DIRECTIVE: Restate the material word for word and leave out anything that is a picture.

** Begin INFORMATION PROVIDED **

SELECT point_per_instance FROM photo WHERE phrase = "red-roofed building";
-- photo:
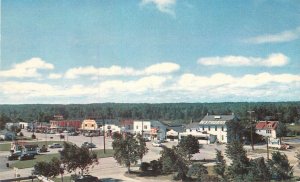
(59, 124)
(267, 128)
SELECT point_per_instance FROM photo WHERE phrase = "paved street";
(109, 169)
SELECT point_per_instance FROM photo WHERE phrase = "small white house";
(142, 127)
(23, 125)
(267, 128)
(215, 125)
(193, 129)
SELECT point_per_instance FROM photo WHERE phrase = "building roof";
(216, 119)
(109, 122)
(263, 125)
(127, 122)
(178, 129)
(192, 125)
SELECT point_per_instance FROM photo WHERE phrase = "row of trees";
(244, 169)
(180, 112)
(72, 159)
(177, 160)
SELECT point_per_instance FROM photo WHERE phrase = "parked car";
(86, 178)
(13, 156)
(88, 145)
(43, 149)
(73, 134)
(157, 144)
(55, 145)
(26, 157)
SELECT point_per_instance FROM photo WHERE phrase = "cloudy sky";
(87, 51)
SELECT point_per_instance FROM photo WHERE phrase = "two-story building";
(142, 127)
(61, 124)
(173, 132)
(215, 125)
(193, 129)
(266, 128)
(127, 126)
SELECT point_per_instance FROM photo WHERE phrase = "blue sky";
(71, 51)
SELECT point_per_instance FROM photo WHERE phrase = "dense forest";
(287, 112)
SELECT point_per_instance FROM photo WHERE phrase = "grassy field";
(6, 146)
(48, 157)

** End INFORMATION PROVIDED **

REPLY TO THE TASK:
SELECT point_per_instance FROM photo WHERE phrase = "red-roofed building";
-- photo:
(59, 124)
(267, 128)
SELECT point_per_instance FROM photo WHERE phrase = "paved street";
(109, 169)
SELECT point_per_instance FROM photo WHERE phrase = "small white house";
(142, 127)
(23, 125)
(267, 128)
(215, 125)
(193, 129)
SELECT point_per_instance FROM photo WHERE phrase = "building roof";
(216, 119)
(109, 122)
(263, 125)
(127, 122)
(178, 129)
(192, 125)
SELECT point_per_instance FROM photo WHERE phrase = "row of trees";
(244, 169)
(180, 112)
(72, 159)
(177, 160)
SELECT point_per_instance FROM photo WHERE phrase = "parked car";
(86, 178)
(13, 156)
(88, 145)
(43, 149)
(73, 134)
(157, 144)
(55, 145)
(26, 157)
SELECT point_per_instance FROM photo WHERE phrase = "cloudy sky";
(87, 51)
SELECT point_per_instance FROM photo WHERE phrase = "two-story building";
(142, 127)
(61, 124)
(173, 132)
(215, 125)
(193, 129)
(266, 128)
(127, 126)
SELECT point_per_instance FROM photo WHERE phrase = "blue sky";
(71, 51)
SELECT point_per_instance FROM photo WHERE phrase = "dense forest";
(287, 112)
SELECT point_per_instance FROM photo WHERE phrase = "grassy field";
(6, 146)
(48, 157)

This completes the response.